## What you have to do
Identify every line in the rows below that contains the word "flower", with case counting, and copy each of those lines.

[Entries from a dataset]
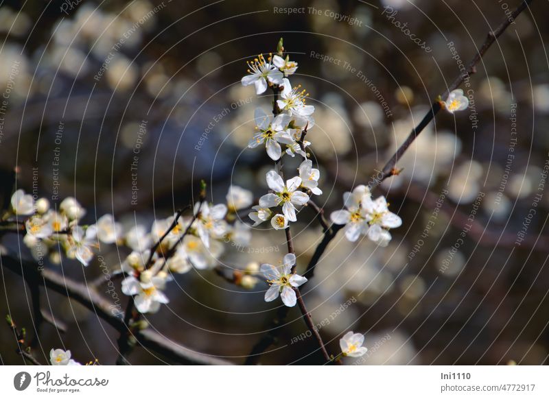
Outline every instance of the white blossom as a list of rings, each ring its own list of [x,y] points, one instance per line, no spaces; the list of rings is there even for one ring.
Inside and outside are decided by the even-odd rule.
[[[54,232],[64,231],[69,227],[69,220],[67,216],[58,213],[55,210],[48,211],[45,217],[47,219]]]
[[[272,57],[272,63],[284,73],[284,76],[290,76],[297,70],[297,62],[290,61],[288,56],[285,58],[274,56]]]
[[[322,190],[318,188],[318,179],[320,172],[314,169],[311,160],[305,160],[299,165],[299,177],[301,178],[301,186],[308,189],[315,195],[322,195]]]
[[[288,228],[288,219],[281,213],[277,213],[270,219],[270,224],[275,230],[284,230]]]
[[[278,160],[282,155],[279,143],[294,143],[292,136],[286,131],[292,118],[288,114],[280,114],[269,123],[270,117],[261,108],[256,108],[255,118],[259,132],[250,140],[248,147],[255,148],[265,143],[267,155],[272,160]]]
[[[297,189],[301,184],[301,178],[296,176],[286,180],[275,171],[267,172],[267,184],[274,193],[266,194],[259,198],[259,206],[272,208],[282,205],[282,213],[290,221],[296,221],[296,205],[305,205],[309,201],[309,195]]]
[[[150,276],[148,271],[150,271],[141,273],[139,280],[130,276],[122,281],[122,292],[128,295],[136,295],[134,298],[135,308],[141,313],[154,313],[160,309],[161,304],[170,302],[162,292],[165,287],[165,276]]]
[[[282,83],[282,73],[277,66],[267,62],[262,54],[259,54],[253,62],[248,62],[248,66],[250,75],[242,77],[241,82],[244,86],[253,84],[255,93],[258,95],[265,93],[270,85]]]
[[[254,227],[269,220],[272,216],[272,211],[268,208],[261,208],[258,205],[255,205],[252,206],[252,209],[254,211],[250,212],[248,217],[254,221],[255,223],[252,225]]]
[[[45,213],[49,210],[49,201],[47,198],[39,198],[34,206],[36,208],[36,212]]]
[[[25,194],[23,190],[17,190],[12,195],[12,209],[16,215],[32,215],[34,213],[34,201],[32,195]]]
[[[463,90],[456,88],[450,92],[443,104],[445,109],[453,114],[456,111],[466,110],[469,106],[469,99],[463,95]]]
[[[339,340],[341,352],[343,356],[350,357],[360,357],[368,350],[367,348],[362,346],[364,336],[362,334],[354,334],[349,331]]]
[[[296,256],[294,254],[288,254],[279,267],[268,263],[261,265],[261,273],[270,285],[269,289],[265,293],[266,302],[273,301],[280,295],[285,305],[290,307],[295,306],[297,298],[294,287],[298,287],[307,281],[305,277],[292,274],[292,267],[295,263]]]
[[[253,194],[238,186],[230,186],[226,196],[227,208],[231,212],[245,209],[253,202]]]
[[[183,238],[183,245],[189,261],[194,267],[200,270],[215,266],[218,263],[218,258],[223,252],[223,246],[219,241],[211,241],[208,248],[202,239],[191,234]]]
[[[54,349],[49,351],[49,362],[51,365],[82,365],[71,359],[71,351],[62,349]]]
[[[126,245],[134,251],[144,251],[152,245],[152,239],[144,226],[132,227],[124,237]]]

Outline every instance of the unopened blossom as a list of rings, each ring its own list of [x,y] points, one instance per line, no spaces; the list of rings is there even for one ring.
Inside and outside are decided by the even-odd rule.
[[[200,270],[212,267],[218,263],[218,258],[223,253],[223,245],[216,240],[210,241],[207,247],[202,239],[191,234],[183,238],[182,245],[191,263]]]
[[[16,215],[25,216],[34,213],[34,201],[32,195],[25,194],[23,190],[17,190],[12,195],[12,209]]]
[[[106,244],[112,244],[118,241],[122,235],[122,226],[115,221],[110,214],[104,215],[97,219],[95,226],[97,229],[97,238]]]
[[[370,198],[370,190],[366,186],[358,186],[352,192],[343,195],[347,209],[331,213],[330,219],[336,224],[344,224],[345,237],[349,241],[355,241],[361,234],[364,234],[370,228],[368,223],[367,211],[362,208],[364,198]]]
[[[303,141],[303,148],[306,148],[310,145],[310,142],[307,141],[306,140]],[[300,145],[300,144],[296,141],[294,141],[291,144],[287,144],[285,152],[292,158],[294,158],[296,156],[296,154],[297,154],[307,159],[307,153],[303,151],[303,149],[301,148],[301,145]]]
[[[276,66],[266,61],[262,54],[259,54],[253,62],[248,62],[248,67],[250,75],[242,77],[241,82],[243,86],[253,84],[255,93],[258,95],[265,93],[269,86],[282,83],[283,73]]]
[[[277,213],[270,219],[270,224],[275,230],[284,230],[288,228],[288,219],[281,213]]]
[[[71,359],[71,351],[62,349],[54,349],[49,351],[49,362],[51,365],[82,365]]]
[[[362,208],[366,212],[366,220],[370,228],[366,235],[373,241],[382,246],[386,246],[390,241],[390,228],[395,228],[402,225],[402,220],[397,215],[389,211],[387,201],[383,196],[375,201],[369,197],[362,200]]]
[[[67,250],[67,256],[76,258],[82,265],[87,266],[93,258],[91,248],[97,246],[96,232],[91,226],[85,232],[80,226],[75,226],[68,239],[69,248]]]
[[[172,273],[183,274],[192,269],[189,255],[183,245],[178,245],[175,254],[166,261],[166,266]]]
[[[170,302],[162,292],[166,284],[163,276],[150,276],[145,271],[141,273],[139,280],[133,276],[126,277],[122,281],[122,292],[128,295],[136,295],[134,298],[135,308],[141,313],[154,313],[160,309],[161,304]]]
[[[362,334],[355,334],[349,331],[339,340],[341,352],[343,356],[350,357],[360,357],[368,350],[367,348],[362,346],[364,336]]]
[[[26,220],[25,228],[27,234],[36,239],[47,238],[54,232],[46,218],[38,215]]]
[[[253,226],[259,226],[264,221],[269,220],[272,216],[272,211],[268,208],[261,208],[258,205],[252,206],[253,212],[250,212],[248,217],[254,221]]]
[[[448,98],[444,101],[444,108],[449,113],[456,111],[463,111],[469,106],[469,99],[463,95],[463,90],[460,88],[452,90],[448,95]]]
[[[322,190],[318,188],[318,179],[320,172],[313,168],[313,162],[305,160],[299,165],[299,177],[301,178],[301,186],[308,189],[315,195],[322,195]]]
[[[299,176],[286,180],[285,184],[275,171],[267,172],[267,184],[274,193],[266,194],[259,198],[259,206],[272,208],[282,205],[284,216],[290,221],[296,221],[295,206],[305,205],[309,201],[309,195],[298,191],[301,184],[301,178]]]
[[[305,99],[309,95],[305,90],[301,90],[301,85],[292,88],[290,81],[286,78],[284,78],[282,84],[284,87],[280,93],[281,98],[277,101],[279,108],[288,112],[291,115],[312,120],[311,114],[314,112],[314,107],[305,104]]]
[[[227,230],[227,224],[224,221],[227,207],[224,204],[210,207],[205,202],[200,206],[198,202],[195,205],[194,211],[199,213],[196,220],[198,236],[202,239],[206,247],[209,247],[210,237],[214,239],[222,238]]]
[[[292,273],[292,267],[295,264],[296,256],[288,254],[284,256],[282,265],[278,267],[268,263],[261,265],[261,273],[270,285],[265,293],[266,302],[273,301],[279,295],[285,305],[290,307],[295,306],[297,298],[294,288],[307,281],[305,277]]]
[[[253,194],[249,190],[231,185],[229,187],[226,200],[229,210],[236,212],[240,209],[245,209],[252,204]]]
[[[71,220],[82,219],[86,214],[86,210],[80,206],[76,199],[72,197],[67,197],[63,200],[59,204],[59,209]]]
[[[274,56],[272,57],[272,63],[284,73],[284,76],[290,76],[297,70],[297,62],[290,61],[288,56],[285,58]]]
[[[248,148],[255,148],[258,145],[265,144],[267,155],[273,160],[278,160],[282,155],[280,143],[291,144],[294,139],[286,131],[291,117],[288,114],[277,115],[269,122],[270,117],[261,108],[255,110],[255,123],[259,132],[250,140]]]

* * *

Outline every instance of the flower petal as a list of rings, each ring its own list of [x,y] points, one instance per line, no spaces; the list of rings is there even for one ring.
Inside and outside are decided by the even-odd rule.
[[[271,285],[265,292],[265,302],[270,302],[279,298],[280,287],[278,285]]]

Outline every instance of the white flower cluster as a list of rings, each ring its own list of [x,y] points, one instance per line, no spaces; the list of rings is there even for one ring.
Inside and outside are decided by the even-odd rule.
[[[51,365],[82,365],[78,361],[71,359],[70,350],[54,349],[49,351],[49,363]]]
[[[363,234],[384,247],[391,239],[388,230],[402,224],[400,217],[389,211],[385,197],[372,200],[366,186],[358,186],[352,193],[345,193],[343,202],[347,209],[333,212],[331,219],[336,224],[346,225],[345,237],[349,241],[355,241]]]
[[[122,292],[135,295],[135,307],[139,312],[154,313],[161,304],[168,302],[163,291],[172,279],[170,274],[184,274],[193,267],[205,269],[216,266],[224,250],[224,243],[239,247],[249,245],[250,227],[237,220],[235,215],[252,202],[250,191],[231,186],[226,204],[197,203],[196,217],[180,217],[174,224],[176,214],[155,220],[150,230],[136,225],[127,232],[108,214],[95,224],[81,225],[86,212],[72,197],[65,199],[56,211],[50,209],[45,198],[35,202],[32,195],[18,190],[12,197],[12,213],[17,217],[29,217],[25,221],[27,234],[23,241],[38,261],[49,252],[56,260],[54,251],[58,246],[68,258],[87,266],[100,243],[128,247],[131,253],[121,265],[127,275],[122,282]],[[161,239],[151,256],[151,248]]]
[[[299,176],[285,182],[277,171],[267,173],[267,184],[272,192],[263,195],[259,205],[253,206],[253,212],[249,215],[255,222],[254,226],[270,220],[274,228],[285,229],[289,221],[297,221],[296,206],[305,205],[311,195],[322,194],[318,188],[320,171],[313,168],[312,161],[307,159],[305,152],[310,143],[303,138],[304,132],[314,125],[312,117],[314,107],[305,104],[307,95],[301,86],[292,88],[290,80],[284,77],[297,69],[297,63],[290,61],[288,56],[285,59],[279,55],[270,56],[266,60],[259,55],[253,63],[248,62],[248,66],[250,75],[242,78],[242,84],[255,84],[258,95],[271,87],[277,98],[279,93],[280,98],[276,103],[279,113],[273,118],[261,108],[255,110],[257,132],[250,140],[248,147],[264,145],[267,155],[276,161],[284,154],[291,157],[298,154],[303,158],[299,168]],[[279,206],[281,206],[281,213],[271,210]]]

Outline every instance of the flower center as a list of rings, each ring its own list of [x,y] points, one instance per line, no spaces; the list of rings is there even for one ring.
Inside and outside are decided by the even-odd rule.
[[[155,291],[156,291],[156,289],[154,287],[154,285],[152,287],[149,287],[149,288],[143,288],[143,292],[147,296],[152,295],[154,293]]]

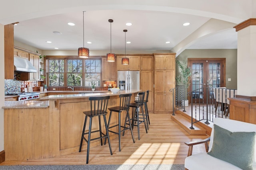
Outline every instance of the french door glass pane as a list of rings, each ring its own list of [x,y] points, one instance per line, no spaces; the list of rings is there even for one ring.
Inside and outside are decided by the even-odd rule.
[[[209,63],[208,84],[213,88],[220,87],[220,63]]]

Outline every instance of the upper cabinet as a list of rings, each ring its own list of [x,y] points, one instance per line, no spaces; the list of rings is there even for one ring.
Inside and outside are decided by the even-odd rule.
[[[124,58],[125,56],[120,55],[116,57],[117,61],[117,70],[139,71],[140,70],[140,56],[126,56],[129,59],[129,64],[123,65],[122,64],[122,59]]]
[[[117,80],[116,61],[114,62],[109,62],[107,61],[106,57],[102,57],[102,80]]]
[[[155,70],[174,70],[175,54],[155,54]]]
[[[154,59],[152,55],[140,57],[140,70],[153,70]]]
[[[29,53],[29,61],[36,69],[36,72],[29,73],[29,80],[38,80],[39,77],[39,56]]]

## Result below
Outline every instance of the flower petal as a list of rings, each ring its own list of [x,y] points, one instance per line, no spaces; the list of rings is there even for one ring.
Outline every instance of the white flower cluster as a list of rings, each ring its own list of [x,y] points, one instance per line, no spaces; the list of rings is there even for one ring.
Outline every instance of the flower center as a list of rings, each ring its own list of [x,y] points, one instance per line, no spaces; the list of rings is there even for one ring.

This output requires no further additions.